Required work:
a) Answer these questions about the seminar descriptions, marking each answer (i), (ii) or (iii) on its own line.
(i) Whose principle opens the seminar series, and in what year was it stated?
(ii) What does the Monday description name as the target of model selection?
(iii) Which study does the Tuesday description list among its examples?
b) Using the seminar descriptions, explain in one to three sentences why the ∆ values obtained from AIC are useful.
c) Carry the seminar descriptions forward, starting after their last sentence.

Monday, January 27 Alternative Science Hypotheses and the Model Selection Problem

The seminar series begins with Thomas Chamberlin’s (1890) principle of Multiple Working Hypotheses and the need for mathematical models to represent them. Ideally, there is an exact mapping between alternative hypothesis j and its model, j. The set of hypotheses to be evaluated come from considerable “hard thinking” and everything to follow is conditional on this set. Given, several hypotheses of interest, it seems compelling to ask which one is best supported by empirical data. What is meant by “best” and how is this quantified? This is the “model selection problem” – it is central to empirical science. Kullback-Leibler (K-L) information is the target of model selection and leads to a rigorous definition of formal evidence in science. Fundamental here is the value of the maximized log-likelihood function: max log((L(θ)|x,g)), where θ is a vector of unknown parameters, x are the data and g is the model. Examples using data on the transmission of Tb in ferrets in New Zealand and on beak size in Darwin’s finches in the Galapagos Islands are used to aid understanding.

Tuesday, January 28 Quantifying Information Loss

A glimpse of the derivation from K-L information to Akaike’s AIC. This derivation makes clear the relationship between information theory (i.e., K-L information) and likelihood (the backbone of mathematical statistical theory). A stunning relationship is that the negative of K-L information is Boltzmann’s entropy; the crowning achievement of 19th century science. Expected K-L information and small sample AIC are developed. A simple transformation of AIC values yields ∆ values that are pivotal and lead to simple calculations to obtain quantitative measures of information loss and formal evidence. The ∆ values are on a scale of information loss. Examples include a dose-response study of flour beetles.

Given data:
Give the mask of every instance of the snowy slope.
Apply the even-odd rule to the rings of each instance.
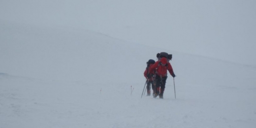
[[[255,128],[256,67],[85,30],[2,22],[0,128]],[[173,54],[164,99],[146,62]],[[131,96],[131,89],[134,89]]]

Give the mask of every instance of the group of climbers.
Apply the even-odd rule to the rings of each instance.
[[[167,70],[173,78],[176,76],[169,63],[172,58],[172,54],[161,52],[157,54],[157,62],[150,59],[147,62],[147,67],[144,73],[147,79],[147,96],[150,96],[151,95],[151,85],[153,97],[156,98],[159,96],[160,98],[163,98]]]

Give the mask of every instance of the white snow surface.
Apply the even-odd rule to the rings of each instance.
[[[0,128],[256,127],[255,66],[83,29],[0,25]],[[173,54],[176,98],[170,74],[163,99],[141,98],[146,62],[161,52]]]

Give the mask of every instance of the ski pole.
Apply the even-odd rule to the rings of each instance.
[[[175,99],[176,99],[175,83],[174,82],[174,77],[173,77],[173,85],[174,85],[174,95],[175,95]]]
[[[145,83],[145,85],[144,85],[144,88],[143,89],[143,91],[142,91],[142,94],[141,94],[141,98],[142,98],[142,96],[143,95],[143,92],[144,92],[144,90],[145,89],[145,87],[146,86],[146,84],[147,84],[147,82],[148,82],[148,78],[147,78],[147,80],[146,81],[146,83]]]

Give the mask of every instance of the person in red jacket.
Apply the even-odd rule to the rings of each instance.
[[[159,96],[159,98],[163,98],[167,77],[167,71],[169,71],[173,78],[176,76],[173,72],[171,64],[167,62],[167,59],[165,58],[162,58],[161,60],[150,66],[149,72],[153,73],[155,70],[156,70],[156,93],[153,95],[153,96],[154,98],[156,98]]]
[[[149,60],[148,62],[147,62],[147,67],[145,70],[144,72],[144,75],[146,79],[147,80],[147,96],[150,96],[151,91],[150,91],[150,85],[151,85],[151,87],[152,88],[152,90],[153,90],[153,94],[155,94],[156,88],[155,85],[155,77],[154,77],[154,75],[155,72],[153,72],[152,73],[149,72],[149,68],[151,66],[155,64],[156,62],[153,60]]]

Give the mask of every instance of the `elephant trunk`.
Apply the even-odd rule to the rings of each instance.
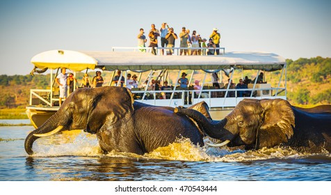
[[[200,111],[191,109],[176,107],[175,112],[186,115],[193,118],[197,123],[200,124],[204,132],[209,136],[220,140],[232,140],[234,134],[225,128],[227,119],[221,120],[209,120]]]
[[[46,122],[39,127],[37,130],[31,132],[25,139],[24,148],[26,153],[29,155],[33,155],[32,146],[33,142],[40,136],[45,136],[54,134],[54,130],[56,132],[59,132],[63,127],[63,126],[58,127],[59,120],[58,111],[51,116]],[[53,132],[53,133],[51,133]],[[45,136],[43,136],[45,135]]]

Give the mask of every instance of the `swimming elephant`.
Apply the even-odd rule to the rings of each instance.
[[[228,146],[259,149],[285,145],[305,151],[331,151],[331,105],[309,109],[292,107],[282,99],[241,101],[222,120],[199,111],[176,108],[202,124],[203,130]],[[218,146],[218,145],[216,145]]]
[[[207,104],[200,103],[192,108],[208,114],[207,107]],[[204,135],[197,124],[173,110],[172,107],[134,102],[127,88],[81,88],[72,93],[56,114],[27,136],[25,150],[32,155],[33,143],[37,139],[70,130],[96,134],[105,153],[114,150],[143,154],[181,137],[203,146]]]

--

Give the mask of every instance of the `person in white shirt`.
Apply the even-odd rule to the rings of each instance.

Results of the tasks:
a)
(i) Thomas Chamberlin's principle of Multiple Working Hypotheses, from 1890.
(ii) Kullback-Leibler (K-L) information.
(iii) A dose-response study of flour beetles.

b) A simple transformation of AIC values yields ∆ values that are pivotal and on a scale of information loss. They lead to simple calculations that give quantitative measures of information loss and formal evidence.

c)
Wednesday, January 29 Information-Theoretic Approaches

The Principle of Parsimony underlies all model selection approaches. The concept of ∆ values are pivotal and lead to simple calculations to obtain the likelihood of model i L(gi|X); the probability of model i, Prob{gi|X}; and evidence ratios, Ei,j. t-tests and ANOVAs are cast into an information-theoretic framework. Overdispersion, cross validation, likelihood equivalent to R2. We are not trying to “model the data” but instead, model the information in the data. The model set evolves leading to fast-paced empirical science. Examples include landscape data on several species of birds, cement hardening, frog mass, tobacco lesions, European dipper populations and incubation period in Creutzfeldt-Jokob disease.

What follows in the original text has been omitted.